Convert the entries below into a JSON list of strings with one string per line. Skip blank lines and leave out the pictures.

## BEGIN Extracted information

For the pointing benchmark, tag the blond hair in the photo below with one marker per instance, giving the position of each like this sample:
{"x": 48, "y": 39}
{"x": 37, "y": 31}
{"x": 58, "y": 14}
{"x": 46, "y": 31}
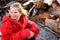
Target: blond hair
{"x": 21, "y": 9}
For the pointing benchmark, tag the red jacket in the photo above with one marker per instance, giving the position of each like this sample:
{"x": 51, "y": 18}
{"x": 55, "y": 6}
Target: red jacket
{"x": 13, "y": 30}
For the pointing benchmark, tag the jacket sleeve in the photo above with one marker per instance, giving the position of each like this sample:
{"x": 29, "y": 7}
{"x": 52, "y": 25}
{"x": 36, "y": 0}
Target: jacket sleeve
{"x": 33, "y": 27}
{"x": 8, "y": 34}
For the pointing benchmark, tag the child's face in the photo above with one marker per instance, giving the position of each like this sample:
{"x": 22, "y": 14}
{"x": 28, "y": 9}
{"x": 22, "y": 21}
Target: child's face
{"x": 14, "y": 13}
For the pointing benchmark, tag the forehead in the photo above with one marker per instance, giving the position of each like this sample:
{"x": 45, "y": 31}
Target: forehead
{"x": 14, "y": 9}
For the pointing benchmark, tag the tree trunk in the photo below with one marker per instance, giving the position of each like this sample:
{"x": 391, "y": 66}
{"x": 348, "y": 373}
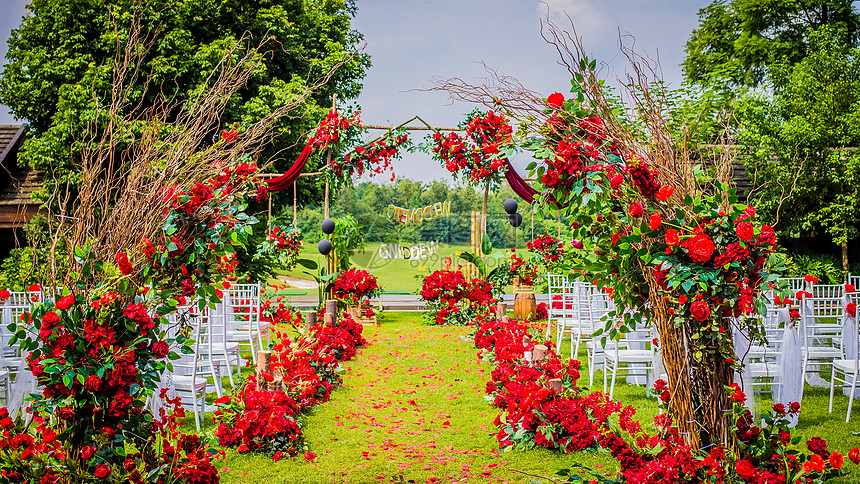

## END Extracted information

* **Exercise answer**
[
  "For the pointing benchmark, tag the blond hair in the photo below with one marker per instance, giving the position of each like this sample:",
  "{\"x\": 48, \"y\": 39}",
  "{\"x\": 37, \"y\": 31}",
  "{\"x\": 58, \"y\": 14}",
  "{\"x\": 46, \"y\": 31}",
  "Target: blond hair",
  "{\"x\": 21, \"y\": 9}",
  "For the pointing benchmark, tag the red jacket in the photo above with one marker per instance, giving the position of each like this sample:",
  "{\"x\": 51, \"y\": 18}",
  "{\"x\": 55, \"y\": 6}",
  "Target: red jacket",
  "{\"x\": 13, \"y\": 30}",
  "For the pointing benchmark, tag the jacket sleeve in the photo above with one marker per instance, giving the position of each like this sample:",
  "{\"x\": 29, \"y\": 7}",
  "{\"x\": 52, \"y\": 25}",
  "{\"x\": 36, \"y\": 0}",
  "Target: jacket sleeve",
  "{\"x\": 33, \"y\": 27}",
  "{\"x\": 8, \"y\": 34}",
  "For the pointing benchmark, tag the child's face in the photo above with one marker per instance, giving the position of each like this sample:",
  "{\"x\": 22, \"y\": 14}",
  "{\"x\": 28, \"y\": 9}",
  "{\"x\": 22, \"y\": 21}",
  "Target: child's face",
  "{\"x\": 14, \"y\": 13}",
  "For the pointing benchmark, tag the forehead in the photo above with one marker per instance, giving the position of each like this sample:",
  "{\"x\": 45, \"y\": 31}",
  "Target: forehead",
  "{\"x\": 14, \"y\": 9}",
  "For the pointing benchmark, tag the tree trunk in the photo below with one marker per instance, giving the position of each like this sample:",
  "{\"x\": 391, \"y\": 66}",
  "{\"x\": 348, \"y\": 373}"
]